● Activity
From the first line to the last, copy the data exactly and drop the pictures.

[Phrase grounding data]
= Beginning of Section =

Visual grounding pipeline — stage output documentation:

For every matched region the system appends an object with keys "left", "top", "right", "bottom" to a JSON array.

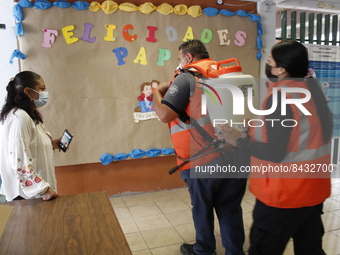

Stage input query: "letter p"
[
  {"left": 213, "top": 119, "right": 228, "bottom": 127},
  {"left": 112, "top": 47, "right": 128, "bottom": 66},
  {"left": 157, "top": 49, "right": 171, "bottom": 66}
]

= End of Section =

● Response
Visual grounding pipeline — stage output documentation:

For every matched region the system appends an object with keys "left", "top", "right", "bottom" to a JSON array.


Stage input query: "letter p"
[
  {"left": 213, "top": 119, "right": 228, "bottom": 127},
  {"left": 112, "top": 47, "right": 128, "bottom": 66},
  {"left": 157, "top": 49, "right": 171, "bottom": 66}
]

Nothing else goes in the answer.